Task brief » Reproduce every record below exactly as written, but leave out any pictures.

Records provided »

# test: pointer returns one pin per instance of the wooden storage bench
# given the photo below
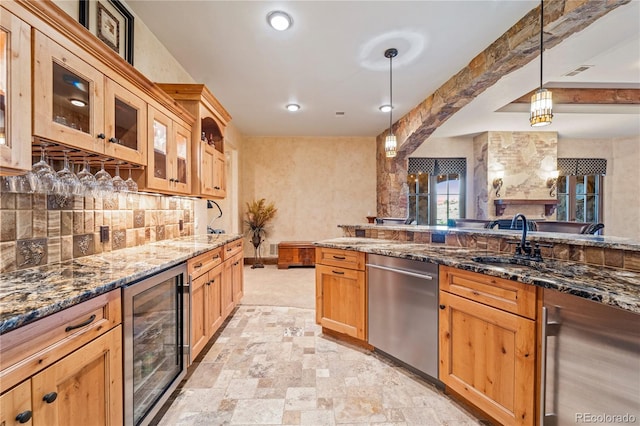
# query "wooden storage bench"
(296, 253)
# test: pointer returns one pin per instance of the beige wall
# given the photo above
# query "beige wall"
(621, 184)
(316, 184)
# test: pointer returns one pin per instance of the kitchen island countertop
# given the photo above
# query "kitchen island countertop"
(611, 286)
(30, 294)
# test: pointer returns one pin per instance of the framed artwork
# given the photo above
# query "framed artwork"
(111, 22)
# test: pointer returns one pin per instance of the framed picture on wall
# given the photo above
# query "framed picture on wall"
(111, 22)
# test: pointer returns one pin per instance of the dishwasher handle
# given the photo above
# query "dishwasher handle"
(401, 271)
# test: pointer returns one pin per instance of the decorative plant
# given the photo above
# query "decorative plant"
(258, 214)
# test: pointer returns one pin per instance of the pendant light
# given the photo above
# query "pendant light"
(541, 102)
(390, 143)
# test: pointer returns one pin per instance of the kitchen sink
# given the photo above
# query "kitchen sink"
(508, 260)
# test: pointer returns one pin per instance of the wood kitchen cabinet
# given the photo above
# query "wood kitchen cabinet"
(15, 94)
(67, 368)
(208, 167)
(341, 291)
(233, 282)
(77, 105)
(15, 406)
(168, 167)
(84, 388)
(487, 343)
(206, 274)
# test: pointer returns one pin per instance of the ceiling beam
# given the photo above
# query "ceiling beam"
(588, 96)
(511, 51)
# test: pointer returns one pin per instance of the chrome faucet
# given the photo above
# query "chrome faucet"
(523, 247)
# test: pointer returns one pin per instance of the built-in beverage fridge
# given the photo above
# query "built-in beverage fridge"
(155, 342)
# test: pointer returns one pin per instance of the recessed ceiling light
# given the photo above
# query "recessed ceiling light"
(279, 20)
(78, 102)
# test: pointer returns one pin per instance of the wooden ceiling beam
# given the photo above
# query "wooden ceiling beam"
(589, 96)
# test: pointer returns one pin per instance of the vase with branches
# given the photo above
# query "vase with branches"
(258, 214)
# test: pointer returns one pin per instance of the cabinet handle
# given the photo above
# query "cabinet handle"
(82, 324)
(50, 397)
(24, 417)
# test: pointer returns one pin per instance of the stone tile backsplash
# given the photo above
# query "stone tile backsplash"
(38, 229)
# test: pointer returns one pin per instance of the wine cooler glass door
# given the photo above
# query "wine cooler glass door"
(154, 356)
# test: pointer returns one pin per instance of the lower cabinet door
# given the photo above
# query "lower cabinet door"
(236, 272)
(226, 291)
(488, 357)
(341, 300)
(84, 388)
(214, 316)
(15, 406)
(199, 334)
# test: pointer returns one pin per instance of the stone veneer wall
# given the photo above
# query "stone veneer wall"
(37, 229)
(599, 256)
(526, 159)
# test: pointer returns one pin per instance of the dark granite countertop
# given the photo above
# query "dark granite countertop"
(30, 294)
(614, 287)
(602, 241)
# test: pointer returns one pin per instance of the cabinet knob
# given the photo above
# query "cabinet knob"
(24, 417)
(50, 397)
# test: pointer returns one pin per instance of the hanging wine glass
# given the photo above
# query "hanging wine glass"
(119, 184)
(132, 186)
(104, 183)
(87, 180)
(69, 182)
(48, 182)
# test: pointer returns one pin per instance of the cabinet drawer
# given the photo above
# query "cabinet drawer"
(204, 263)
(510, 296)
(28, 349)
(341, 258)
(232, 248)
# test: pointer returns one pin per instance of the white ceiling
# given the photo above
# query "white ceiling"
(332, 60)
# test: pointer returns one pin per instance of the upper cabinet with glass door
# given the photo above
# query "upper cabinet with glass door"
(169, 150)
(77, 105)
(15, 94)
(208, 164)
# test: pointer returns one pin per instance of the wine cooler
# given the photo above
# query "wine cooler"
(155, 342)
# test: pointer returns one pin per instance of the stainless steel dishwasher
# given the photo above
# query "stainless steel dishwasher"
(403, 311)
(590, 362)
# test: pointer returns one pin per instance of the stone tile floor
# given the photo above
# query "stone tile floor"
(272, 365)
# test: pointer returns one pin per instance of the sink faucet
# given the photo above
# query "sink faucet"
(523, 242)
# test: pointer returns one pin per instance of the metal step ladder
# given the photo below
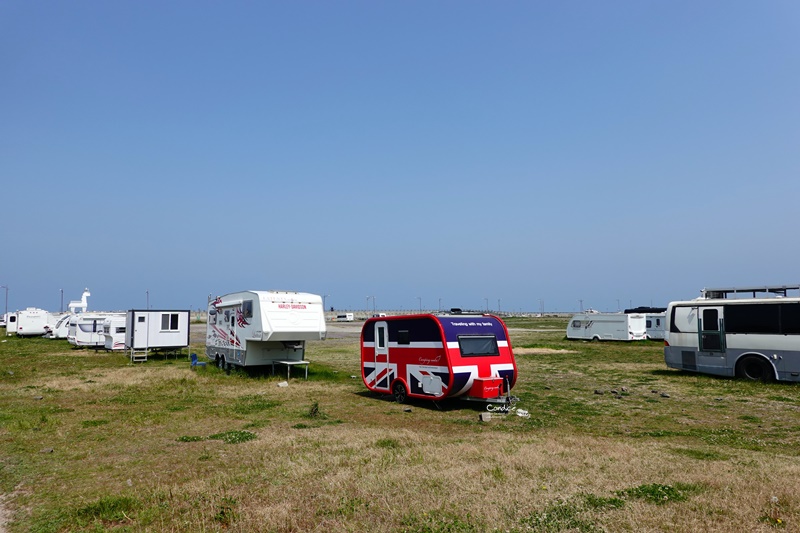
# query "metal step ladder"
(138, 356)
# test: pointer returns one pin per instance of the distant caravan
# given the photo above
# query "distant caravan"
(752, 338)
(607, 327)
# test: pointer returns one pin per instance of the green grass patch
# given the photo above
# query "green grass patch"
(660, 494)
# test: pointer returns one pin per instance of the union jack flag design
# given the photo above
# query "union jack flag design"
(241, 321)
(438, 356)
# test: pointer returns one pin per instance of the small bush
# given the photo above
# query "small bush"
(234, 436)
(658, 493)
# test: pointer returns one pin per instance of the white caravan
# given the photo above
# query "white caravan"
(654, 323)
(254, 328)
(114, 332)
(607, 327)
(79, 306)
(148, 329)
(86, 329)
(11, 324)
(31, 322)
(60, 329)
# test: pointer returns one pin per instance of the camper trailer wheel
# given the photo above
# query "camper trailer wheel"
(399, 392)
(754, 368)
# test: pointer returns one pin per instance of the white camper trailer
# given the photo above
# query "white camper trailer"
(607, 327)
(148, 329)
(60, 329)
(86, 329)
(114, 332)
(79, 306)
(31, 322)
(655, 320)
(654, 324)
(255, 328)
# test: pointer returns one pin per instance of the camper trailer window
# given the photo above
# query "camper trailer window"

Answer to this problem »
# test: pointer returns one pin per instance of the wooden storage bench
# given the photo below
# query "wooden storage bench"
(296, 253)
# test: pointer returns one pin per instance of the beige wall
# given the photo above
# query "beige wall"
(621, 184)
(316, 184)
# test: pointer returns one pin per instance of the kitchen island countertop
# given the photo above
# query "kitchen island countertop"
(611, 286)
(30, 294)
# test: pointer returns one pin per instance of the framed artwork
# given the photo above
# query "framed artwork"
(111, 22)
# test: pointer returns one pin per instance of the framed picture on wall
# given the photo above
# query "framed picture on wall"
(111, 22)
# test: pointer returns one pin per instance of the dishwasher handle
# given the photo above
# query "dishwasher handle"
(401, 271)
# test: pointer returns one pin per instance of the decorative plant
# given the photo above
# query "decorative plant"
(258, 214)
# test: pointer returns one pin per instance of the pendant light
# given the photo above
# query "pendant light"
(541, 102)
(390, 143)
# test: pointer returns one pin per instance of the kitchen sink
# given the photo above
# query "kitchen sink"
(508, 260)
# test: pointer returns one pin per instance of the wood kitchen cabinet
# given the photo above
# query "wood kitchen cabinet"
(15, 94)
(67, 368)
(208, 167)
(341, 291)
(233, 282)
(77, 105)
(15, 406)
(168, 167)
(84, 388)
(487, 343)
(206, 274)
# test: pointer returns one pin per instance of the ceiling beam
# given the photo above
# query "ceiling beam"
(588, 96)
(511, 51)
# test: pointer returns one pin per instance of the chrome faucet
# given the photo above
# query "chrome faucet"
(523, 247)
# test: pointer returns one pin per instance of the built-in beverage fridge
# given the photo above
# query "built-in beverage fridge"
(155, 342)
# test: pointer returns one pin per instance of the recessed ceiling light
# given the photo above
# query "recessed ceiling light"
(279, 20)
(78, 102)
# test: pointer returns one pin per instance of the wooden ceiling beam
# given the photo above
# query "wooden ceiling beam"
(589, 96)
# test: pointer returns one pin per instance of the vase with branches
# given the photo above
# query "vase with branches"
(258, 214)
# test: pointer returns one pin per instance of the cabinet handle
# given the photo above
# query "cabinet handle"
(82, 324)
(50, 397)
(24, 417)
# test: pointer returns one pin per instance of the stone tile backsplash
# given the photo above
# query "stone tile backsplash"
(38, 229)
# test: pointer returns one pin per instance of the wine cooler glass door
# given the photo above
# query "wine cooler glass door"
(154, 356)
# test: pointer returns one pin per instance of the lower cabinet door
# given the photo above
# query "lower cabinet door"
(236, 272)
(226, 291)
(488, 357)
(341, 300)
(84, 388)
(214, 316)
(15, 406)
(199, 334)
# test: pointer returns one pin per instance of the stone veneer wall
# given the photo above
# query "stone veneer wall"
(37, 229)
(599, 256)
(526, 159)
# test: pointer returns one pin per instance of the dark granite countertop
# given the photo above
# query "dark granite countertop"
(30, 294)
(614, 287)
(602, 241)
# test: pointer returns one pin per instance of the cabinet knob
# given the photo above
# query "cabinet knob"
(24, 417)
(50, 397)
# test: pointer returns one pin per instance of the hanging wine glass
# given the photo above
# query "hanging wine glass"
(119, 184)
(132, 186)
(104, 183)
(87, 180)
(69, 182)
(48, 182)
# test: pointer returns one pin per instance of the cabinet drawer
# given the photo above
# query "cabinet drawer"
(204, 263)
(510, 296)
(28, 349)
(341, 258)
(232, 248)
# test: pointer returns one pin per instance of the white ceiling
# given the photo above
# query "white ceiling"
(332, 60)
# test: pointer returns one pin per instance of the upper cabinet with glass door
# given the photo above
# query "upper cabinet with glass door"
(169, 150)
(77, 105)
(15, 94)
(208, 164)
# test: pointer returns one pin per instance of the wine cooler
# given the photo above
# query "wine cooler"
(155, 342)
# test: pointer returns one pin per instance of the stainless steel dishwasher
# given the photo above
# query "stainless steel dishwasher"
(403, 311)
(590, 362)
# test: pointer returns one pin per instance of the stone tile floor
# given the photo above
# query "stone tile floor"
(272, 365)
# test: pointer returns one pin per instance of the sink faucet
# given the photo above
# query "sink faucet"
(523, 242)
# test: pointer returns one pin per instance of the metal step ladder
# given the photo below
# query "metal step ladder"
(138, 356)
# test: pointer returns one pin per instance of the distant caravan
# given the photo above
# query "distant caravan"
(752, 338)
(607, 327)
# test: pointer returns one pin per instance of the green grass patch
# given the photo above
# query "green grass patch"
(660, 494)
# test: pointer returns one pin per instance of the union jack flag design
# given the photo above
# query "union jack flag design"
(241, 321)
(438, 356)
# test: pointer returns one pin per instance of the small bush
# given the photo above
# query "small bush"
(234, 436)
(658, 493)
# test: pointer returns one pin per instance of the white caravan
# given the photo above
# query "white caravan"
(654, 323)
(254, 328)
(114, 332)
(607, 327)
(79, 306)
(148, 329)
(86, 329)
(11, 324)
(31, 322)
(60, 329)
# test: pointer returns one pin per instance of the camper trailer wheel
# given the photo above
# query "camper trailer wheel"
(399, 392)
(754, 368)
# test: pointer returns one pin per instance of the white camper trailer
# given the photo above
# query "white camper trailer"
(607, 327)
(148, 329)
(60, 329)
(86, 329)
(114, 332)
(79, 306)
(31, 322)
(655, 320)
(654, 324)
(255, 328)
# test: pointer returns one pin per instance of the camper trailer window
# given the photo above
# query "camper trailer window"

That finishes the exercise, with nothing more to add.